→ Selected text
At first my pillow monsters were just heads. I was still learning how to use a sewing machine and I really had no idea about fabrics and needles and anything, really. But, I do best when just digging in and finding my way through trial and error rather than reading manuals.
I limited myself to just being able to use fabrics from the remnant bin at the store. The remnant bin is where the final bits of fabric go when there is not enough on the bolt to make a yard. It is literally a bin, and it was nice to have a narrow selection to choose from instead of all that was available in the giant box store. The newness of making pillow monsters was thrilling, and I became obsessed. I would sew into the late hours of the night, and then wake up extra early to sew some more. After months of being depressed, I started to feel alive again. When sewing pillows, or pillow monsters, or dolls, you sew them together inside out and then you leave a hole to pull them right-side out, and that moment in-between inside and right-side outs is pretty exhilarating (doll-maker's high?).
It wasn't long before my pillow monster heads started evolving and growing limbs. Looking back at these photos, the monsters seem a bit rough and crass, but there is also an energy to them that I like, that comes from being a beginner.

→ Stored data
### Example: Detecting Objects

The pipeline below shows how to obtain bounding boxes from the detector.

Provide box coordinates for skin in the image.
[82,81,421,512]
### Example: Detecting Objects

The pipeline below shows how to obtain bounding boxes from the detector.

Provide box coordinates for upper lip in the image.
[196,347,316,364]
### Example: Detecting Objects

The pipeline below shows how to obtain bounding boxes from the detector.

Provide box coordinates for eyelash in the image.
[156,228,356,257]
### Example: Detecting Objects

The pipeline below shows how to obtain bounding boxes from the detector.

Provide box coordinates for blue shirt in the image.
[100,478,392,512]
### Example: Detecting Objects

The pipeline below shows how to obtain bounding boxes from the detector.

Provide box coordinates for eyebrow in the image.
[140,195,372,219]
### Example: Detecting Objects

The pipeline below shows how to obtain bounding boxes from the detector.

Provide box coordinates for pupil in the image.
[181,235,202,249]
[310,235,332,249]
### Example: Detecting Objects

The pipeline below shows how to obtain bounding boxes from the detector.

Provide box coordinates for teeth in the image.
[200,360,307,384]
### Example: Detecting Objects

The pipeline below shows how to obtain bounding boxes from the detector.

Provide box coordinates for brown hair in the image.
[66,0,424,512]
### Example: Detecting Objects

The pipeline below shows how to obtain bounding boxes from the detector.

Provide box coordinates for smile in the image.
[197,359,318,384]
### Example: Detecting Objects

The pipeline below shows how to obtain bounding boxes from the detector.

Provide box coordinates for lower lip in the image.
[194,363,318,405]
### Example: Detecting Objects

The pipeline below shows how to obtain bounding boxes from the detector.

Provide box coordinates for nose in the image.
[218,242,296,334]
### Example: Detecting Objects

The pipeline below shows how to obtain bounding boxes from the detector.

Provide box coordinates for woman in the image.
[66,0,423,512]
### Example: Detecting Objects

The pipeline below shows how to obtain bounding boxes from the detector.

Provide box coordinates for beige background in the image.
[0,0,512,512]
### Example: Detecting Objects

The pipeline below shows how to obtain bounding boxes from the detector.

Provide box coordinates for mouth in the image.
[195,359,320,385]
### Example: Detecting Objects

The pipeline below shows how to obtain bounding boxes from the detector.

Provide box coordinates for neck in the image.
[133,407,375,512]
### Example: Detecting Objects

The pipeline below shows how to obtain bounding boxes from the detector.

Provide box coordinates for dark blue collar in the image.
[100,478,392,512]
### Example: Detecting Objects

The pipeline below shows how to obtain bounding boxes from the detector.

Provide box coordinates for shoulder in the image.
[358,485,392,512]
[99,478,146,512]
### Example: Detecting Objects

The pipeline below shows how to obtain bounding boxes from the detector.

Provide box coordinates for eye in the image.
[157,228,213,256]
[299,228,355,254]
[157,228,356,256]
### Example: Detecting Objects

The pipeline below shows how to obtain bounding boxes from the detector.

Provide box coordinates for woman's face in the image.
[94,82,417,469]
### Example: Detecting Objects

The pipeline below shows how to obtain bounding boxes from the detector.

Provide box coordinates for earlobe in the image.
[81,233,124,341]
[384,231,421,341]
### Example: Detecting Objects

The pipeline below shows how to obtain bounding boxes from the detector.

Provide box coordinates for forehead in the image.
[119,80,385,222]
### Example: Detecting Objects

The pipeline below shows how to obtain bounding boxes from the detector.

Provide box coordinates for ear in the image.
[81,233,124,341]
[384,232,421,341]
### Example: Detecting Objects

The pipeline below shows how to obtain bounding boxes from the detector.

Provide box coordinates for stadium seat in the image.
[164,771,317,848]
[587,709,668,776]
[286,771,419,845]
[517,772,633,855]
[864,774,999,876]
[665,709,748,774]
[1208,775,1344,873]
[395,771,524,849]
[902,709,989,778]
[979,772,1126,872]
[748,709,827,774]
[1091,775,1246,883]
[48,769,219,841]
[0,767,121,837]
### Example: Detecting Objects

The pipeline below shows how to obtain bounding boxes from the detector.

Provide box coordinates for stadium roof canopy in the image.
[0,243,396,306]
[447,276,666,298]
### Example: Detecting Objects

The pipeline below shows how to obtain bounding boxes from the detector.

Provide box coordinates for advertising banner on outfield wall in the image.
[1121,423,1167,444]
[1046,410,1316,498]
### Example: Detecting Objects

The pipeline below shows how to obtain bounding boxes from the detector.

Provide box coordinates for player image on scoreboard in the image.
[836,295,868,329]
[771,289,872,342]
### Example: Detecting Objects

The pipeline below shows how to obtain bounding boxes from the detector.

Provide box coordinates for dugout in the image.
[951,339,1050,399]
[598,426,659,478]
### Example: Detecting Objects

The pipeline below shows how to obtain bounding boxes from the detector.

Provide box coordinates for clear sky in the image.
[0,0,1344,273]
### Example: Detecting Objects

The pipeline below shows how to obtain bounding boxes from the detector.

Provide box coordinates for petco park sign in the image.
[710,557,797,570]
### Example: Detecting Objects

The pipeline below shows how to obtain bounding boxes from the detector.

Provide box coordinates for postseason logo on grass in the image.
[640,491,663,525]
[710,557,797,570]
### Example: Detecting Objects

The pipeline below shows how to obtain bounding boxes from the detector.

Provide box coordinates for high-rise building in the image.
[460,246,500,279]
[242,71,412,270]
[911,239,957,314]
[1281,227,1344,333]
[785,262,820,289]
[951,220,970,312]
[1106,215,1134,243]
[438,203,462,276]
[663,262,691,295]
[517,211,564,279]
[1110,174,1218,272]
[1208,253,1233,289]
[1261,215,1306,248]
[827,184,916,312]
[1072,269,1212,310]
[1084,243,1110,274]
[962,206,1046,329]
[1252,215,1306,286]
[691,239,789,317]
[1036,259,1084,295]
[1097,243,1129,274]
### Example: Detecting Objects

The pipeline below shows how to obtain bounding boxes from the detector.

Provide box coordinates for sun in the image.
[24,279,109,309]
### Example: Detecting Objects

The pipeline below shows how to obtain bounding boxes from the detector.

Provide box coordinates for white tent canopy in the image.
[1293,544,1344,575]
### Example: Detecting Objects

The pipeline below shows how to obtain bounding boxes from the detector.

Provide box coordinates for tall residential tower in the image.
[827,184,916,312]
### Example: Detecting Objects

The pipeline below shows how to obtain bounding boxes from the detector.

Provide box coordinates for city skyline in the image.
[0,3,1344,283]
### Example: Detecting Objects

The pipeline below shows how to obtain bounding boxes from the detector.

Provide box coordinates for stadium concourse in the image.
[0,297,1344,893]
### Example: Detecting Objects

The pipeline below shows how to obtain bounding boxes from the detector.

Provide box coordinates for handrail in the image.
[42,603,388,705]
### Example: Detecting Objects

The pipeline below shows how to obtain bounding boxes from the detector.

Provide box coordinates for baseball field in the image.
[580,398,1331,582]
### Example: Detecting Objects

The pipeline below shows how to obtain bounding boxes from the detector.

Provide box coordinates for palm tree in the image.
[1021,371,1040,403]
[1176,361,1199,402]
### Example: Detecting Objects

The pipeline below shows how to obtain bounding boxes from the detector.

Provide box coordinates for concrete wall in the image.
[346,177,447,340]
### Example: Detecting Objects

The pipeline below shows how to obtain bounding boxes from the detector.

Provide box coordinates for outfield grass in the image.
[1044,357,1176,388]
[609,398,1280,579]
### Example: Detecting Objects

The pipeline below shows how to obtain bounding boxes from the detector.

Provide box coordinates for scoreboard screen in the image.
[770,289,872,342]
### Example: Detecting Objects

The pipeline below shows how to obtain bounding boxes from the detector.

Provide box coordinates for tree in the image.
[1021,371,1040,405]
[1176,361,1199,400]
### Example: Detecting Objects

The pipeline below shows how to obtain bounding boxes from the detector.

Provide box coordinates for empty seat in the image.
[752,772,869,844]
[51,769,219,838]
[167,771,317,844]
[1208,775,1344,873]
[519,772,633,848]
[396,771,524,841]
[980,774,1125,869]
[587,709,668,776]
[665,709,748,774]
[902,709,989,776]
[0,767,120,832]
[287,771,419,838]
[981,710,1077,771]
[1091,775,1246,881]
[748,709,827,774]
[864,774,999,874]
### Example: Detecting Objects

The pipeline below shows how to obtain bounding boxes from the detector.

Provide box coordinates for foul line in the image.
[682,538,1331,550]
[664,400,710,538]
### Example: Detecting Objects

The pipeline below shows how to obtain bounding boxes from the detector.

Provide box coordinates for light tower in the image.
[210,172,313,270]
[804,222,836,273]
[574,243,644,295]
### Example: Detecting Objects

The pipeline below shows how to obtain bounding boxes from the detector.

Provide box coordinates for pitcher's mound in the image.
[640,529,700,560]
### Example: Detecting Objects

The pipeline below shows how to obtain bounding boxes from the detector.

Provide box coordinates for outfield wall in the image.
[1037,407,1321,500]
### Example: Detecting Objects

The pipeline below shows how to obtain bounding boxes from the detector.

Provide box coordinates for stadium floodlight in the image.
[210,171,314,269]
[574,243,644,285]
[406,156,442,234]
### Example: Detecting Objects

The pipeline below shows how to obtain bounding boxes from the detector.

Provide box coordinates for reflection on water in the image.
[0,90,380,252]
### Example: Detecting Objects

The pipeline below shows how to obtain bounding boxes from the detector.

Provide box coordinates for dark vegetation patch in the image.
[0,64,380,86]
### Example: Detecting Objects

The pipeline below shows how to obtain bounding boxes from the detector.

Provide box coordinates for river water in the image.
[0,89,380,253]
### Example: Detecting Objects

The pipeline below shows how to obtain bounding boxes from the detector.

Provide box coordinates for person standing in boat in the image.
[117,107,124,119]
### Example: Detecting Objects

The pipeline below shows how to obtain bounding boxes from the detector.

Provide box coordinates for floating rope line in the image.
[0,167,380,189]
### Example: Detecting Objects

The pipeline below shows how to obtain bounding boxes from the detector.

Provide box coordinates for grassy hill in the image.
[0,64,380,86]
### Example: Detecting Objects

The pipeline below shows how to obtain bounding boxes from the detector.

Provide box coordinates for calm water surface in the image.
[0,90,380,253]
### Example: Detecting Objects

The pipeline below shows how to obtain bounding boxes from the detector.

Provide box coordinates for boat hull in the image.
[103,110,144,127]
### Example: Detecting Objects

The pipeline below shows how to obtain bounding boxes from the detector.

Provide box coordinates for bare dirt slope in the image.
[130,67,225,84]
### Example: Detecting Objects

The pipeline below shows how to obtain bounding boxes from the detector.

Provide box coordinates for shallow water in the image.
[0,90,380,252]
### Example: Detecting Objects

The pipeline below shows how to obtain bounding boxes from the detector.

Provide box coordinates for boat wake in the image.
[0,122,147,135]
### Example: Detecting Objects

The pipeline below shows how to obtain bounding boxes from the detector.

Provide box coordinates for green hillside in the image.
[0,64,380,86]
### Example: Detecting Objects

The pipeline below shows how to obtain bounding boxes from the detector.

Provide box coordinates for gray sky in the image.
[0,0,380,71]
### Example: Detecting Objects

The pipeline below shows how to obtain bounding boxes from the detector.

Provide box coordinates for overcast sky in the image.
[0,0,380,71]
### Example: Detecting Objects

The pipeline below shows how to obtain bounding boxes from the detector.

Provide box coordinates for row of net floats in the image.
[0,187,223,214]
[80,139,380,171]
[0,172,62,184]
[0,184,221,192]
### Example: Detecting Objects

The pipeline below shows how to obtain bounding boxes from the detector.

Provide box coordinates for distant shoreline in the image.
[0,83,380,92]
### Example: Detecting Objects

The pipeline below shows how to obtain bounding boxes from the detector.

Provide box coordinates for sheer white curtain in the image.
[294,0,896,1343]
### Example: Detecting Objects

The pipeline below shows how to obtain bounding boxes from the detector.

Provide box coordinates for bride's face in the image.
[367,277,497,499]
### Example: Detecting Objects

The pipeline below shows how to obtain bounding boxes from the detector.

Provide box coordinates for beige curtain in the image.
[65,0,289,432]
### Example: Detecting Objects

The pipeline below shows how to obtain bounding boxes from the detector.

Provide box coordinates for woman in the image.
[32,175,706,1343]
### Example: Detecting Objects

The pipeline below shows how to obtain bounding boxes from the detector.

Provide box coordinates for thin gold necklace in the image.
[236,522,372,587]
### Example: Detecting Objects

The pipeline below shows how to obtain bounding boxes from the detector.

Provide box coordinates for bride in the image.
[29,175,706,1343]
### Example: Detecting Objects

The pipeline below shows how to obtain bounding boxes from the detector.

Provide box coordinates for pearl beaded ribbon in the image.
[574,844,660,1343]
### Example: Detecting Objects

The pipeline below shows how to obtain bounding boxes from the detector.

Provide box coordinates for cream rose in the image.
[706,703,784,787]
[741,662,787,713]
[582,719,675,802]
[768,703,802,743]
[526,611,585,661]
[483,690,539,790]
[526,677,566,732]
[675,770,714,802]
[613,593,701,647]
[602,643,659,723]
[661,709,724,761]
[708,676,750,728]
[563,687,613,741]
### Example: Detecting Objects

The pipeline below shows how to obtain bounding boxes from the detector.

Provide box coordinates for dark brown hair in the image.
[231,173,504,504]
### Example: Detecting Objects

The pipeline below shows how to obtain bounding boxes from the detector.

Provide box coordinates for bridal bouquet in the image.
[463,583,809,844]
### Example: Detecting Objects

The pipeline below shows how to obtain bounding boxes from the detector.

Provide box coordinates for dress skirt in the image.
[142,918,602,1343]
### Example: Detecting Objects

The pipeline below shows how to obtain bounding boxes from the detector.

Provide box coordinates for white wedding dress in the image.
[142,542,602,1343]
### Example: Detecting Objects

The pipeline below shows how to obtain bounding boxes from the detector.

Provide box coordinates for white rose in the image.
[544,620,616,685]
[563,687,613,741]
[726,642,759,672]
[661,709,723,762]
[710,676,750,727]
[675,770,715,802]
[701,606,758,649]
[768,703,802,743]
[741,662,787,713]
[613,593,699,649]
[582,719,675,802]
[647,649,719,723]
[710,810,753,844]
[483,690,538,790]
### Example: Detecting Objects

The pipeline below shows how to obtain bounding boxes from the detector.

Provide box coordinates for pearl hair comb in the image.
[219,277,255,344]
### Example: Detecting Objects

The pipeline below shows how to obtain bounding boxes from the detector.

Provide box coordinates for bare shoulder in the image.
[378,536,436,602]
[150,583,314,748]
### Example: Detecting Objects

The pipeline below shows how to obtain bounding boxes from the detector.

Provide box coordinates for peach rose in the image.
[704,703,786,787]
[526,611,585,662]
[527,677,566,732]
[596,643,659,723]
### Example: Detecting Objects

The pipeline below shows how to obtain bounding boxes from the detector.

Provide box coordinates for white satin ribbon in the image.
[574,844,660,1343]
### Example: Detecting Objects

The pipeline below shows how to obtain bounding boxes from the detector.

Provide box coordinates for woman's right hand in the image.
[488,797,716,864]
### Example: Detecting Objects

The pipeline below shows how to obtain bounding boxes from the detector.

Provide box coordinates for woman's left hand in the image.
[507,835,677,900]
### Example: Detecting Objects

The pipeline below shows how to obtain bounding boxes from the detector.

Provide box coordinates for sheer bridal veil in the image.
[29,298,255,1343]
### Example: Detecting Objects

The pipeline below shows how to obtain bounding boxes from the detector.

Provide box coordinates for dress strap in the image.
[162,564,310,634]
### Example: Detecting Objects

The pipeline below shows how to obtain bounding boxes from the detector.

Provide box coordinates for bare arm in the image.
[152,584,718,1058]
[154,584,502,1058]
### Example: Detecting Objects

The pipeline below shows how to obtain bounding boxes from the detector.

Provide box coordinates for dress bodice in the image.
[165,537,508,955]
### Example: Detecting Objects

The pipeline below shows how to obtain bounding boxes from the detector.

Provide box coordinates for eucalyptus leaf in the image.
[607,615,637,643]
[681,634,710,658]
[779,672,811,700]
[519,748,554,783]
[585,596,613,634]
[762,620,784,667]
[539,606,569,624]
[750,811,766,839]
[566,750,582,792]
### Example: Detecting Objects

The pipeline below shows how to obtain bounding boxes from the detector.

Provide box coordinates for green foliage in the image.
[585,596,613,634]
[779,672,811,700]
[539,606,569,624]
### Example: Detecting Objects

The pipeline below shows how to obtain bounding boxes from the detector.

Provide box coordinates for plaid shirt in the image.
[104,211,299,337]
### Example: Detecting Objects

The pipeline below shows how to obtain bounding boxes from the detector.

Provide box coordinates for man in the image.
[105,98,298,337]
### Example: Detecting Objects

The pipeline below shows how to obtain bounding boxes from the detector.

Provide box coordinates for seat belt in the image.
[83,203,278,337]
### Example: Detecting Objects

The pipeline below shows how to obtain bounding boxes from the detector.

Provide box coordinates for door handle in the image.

→ Problem 1
In the pillow monster essay, what is the remnant bin?
→ Problem 2
Pick up the pillow monster essay after its final sentence and keep writing.

→ Expected output 1
It is where the final bits of fabric go when there is not enough left on the bolt to make a yard.

→ Expected output 2
My blog was somehow gaining a readership, and someone recommended I sell these monsters on Etsy, and so I opened a shop. For those of you that don't know (are there still people that don't---I wonder), Etsy is an online host for artists and crafts people to sell their goods. The whole blogging and online selling really sat well with me. My husband can easily paint paintings and then store them in the basement and never tire of it, it's a trait I deeply envy. With me, I require more of a give and take. In art school, professors are interested in what you are doing, and your fellow students actively engage in your work during critiques, but outside of the school setting, you are on your own. This is especially true if you move back home to the suburbs and away from the art community you established during school. I found another community online, and it felt nice. Selling work you make is also a very good feeling.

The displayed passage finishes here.